** start Quoted passage **
Which countries in the region produce more food and which have higher levels of poverty and malnutrition?

No country is completely self-sufficient. There will always be a need to import. Most Latin American countries import the basic grains consumed by their population, as well as oils and meat products. 

Chronic child malnutrition is very high in countries such as Honduras, Nicaragua, and El Salvador, where malnutrition rates exceed 40%. And food insecurity and poverty indicators are higher in certain territories, especially in rural areas, and affect women, children, and indigenous peoples in particular. One FAO recommendation, therefore, is to strengthen public policies for rural and territorial development, and to take a new look at the countryside. These policies take into account family farming, which is very different from subsistence agriculture. The policies include technical assistance, extension services, and access to markets. 

Women are an extremely important factor in public policy issues in rural areas. Today in Latin America, women manage more than 50% of rural properties and many of them have no access to land titles or loans. Differentiated policies aimed at women have a very strong impact on food security, because mothers can greatly influence the consumption habits of children.

It is a bit contradictory to promote public policies for a return to the countryside while encouraging importation; this choice is framed by globalization and the idea that markets are self-regulating. How can we fight poverty and hunger in the countryside if the system makes decisions based on different foundations?

Panama is a high-middle-income country in which food insecurity should not be an issue, given its strong economy. But this strong economy has been due mainly to a very strong service sector, which includes the logistics and finance industries. 

We should perhaps give a higher priority to the agricultural sector and our natural resources, including soil-based production, water availability, and public policies that guide internal and external markets; we could use a policy of incentives for national production, and a policy that regulates, to some degree, the entry or import of food, to maintain a balance. It’s a matter of development planning and public policy because, as I said, no country is self-sufficient.
** end Quoted passage **
Written task A:
Summarize the passage on food security in Latin America in two sentences.
Written task B:
Write the next paragraph of the passage on food security in Latin America, picking up after its final sentence.
The items after this passage come from a separate source.
** start Dataset extract **
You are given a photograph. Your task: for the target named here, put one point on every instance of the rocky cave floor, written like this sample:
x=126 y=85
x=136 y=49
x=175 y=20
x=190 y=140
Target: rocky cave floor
** end Dataset extract **
Written response A:
No country is completely self-sufficient in food, and in Honduras, Nicaragua, and El Salvador chronic child malnutrition exceeds 40%, with rural women, children, and indigenous peoples especially affected. An FAO recommendation is to strengthen rural and territorial development policies, and the passage also calls for policies aimed at women and a higher priority for agriculture in Panama, whose strong economy rests mainly on its service sector.

Written response B:
Do you think that countries in the region are creating public policies to this end?

We’ve seen how, in most of the countries with strong agricultural planning units that carry out prospective analyses –Colombia and Chile, for example– the risks of food insecurity are decreasing.

With regard to rural development and communities, what kind of projects is FAO supporting and what results are being achieved?

Panama has a food insecurity index of 9.5%; 400,000 people suffer from hunger. 

A large majority are indigenous peoples and rural communities, which is why we recommend a public policy specifically for these populations. Panama could quickly, before 2030, be free of hunger. 

Which technical assistance and support programs have had the greatest impact on this issue? 

There is a very strong emphasis on indigenous peoples because the indigenous communities and the government worked together to guide the framework of the Plan for the Integral Development of Indigenous Peoples. Certain components have to do with infrastructure, basic services, food security, and economic development. We are supporting the latter by restoring production systems. The production levels of indigenous peoples’ crops are very low, and this has to do with access to technology and certain practices.

We’re creating field schools where, with help from technical assistants, indigenous people are discovering for themselves the things that can help them improve production: access to seeds, sustainable practices, and nutritional information, so that they start to consume better quality food. Taro, for example, has a high nutritional value, and could benefit not only indigenous people but the rest of the population as well. 

All of this must be accompanied by education, because if the same indigenous communities achieve higher incomes but use it to buy soft drinks or processed foods, malnutrition and obesity will continue to exist. Education is a fundamental part of learning to acquire healthier foods.